(Record set):

>> START

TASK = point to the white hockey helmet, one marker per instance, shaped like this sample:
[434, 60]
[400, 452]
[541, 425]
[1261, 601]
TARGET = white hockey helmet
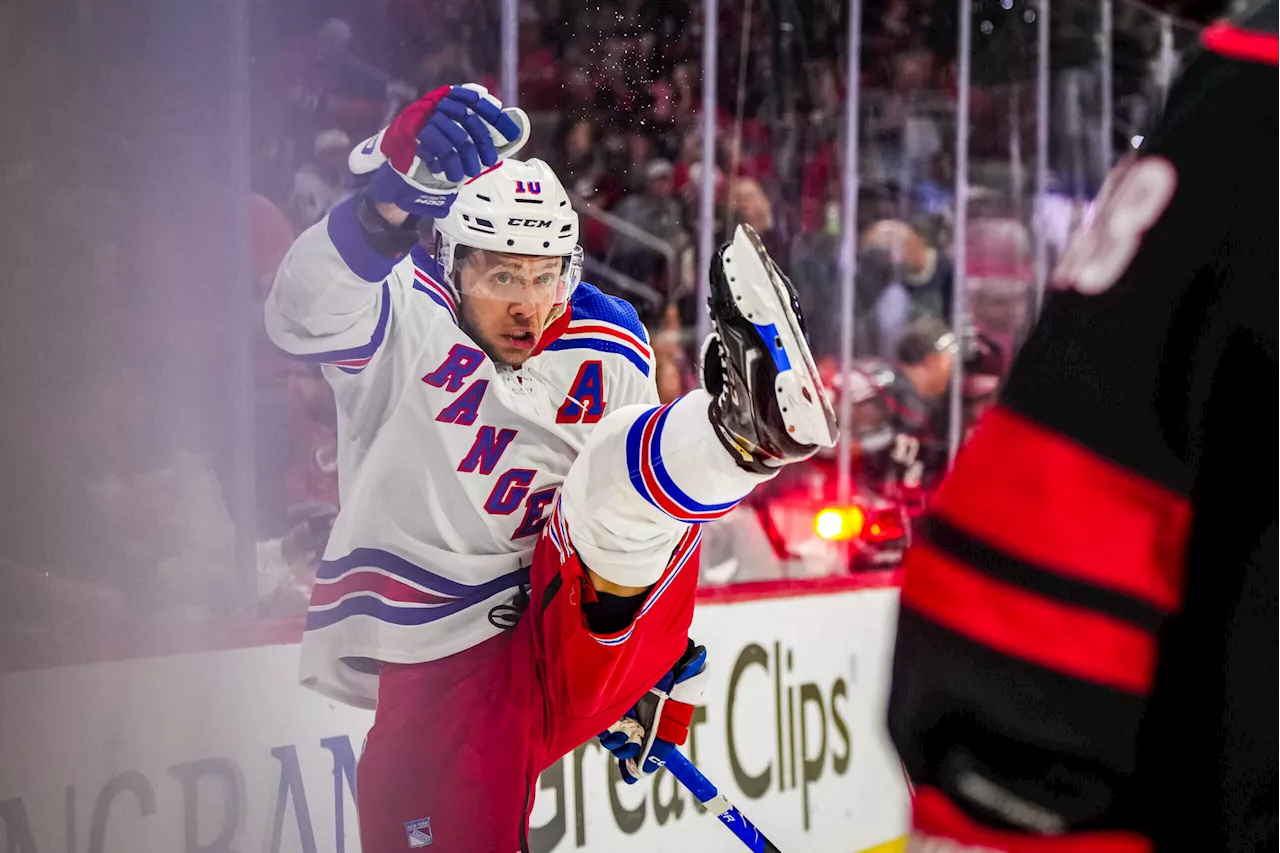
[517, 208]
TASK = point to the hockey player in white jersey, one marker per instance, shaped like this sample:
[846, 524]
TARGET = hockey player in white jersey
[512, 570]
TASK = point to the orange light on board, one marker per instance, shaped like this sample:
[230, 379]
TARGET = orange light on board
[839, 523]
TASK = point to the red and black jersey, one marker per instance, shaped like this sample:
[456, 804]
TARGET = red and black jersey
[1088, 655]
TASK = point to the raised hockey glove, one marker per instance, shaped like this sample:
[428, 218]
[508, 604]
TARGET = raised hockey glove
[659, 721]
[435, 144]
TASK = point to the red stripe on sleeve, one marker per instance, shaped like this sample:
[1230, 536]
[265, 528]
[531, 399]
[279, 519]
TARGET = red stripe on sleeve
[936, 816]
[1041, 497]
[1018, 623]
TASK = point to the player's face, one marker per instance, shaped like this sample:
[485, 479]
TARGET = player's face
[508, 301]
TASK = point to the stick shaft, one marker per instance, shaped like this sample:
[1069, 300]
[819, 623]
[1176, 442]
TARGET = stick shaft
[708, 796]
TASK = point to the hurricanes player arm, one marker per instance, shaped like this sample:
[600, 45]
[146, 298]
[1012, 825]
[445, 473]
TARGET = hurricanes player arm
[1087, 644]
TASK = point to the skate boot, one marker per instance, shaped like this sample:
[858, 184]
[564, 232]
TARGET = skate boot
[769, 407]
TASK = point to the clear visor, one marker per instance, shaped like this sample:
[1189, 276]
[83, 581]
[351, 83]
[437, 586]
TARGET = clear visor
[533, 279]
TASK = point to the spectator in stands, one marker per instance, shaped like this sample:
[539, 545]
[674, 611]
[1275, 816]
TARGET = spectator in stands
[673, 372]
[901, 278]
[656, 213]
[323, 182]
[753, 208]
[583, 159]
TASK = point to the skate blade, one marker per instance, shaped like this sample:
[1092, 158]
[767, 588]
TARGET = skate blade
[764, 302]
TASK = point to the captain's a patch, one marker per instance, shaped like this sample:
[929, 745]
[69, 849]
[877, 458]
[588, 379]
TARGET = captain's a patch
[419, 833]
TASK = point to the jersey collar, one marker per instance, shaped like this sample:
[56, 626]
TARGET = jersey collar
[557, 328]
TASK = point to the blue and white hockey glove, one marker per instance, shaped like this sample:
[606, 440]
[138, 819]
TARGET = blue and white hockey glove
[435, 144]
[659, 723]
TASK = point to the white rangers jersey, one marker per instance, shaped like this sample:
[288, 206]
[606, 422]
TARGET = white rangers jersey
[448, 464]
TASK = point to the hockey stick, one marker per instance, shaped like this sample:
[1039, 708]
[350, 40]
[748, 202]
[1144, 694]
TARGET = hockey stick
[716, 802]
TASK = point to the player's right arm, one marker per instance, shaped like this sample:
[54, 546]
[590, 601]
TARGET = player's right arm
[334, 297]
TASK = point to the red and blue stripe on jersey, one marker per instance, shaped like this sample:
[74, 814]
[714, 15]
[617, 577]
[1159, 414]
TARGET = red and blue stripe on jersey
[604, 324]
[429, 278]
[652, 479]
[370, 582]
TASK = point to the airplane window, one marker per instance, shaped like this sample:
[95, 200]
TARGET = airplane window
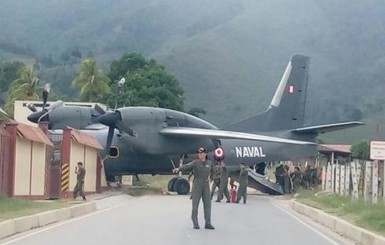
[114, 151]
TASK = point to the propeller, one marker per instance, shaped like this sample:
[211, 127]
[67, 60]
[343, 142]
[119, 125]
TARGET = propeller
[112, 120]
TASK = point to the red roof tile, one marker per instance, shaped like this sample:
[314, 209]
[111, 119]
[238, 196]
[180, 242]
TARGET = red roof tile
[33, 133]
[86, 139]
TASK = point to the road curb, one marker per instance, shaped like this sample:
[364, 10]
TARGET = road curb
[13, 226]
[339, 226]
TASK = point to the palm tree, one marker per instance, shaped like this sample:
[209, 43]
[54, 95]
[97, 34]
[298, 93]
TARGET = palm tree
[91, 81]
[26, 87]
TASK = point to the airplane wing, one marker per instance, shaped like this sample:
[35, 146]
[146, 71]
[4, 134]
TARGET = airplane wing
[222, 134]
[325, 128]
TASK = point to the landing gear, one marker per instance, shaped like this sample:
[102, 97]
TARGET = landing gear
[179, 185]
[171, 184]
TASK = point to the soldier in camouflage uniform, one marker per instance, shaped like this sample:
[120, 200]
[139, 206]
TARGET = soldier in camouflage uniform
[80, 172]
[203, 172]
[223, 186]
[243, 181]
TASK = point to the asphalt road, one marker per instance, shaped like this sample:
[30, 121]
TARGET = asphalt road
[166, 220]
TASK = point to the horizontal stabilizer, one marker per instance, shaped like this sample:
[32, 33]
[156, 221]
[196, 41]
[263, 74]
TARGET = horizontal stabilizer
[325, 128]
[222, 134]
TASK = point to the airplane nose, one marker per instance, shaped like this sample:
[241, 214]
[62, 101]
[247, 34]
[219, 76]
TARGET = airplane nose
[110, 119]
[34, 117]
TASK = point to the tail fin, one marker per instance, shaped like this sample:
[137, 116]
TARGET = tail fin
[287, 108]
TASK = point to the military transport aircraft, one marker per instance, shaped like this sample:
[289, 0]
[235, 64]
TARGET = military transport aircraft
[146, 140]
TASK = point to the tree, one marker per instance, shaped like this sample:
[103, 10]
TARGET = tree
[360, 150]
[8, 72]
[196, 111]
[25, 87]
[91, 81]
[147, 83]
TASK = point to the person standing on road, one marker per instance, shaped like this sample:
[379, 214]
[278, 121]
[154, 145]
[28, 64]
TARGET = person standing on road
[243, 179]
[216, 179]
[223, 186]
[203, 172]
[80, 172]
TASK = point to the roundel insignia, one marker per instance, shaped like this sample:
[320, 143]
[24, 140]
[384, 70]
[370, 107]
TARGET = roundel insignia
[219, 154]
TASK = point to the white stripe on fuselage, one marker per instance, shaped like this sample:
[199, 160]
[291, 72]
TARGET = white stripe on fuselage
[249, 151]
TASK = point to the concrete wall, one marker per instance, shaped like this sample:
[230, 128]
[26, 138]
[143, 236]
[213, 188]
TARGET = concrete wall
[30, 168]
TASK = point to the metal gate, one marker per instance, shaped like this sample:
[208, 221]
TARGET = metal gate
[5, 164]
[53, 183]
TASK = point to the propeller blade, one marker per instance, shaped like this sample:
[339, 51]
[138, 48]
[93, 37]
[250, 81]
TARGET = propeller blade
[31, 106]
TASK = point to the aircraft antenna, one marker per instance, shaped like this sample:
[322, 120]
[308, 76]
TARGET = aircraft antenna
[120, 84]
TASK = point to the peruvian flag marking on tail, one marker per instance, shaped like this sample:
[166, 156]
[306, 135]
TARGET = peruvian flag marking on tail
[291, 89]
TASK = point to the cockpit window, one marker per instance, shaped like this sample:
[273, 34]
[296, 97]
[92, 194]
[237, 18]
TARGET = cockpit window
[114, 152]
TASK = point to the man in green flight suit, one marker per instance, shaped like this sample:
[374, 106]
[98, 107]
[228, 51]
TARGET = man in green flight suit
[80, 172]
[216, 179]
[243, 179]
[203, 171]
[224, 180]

>> END

(Set exercise): Render the rows from the line containing "TASK = point to the stick" through the line containing "[1087, 644]", both included, as a numbered list with blank lines left out.

(Exercise output):
1. TASK = point to the stick shaft, one marker per instance, shaped like this sample:
2. [1069, 300]
3. [819, 623]
4. [1176, 442]
5. TARGET = stick shaft
6. [708, 796]
7. TASK = point to the hurricanes player arm, one marker per instance, shaped like this sample:
8. [600, 45]
9. [146, 298]
10. [1012, 825]
11. [445, 473]
12. TARGET = hurricanes player arm
13. [1087, 644]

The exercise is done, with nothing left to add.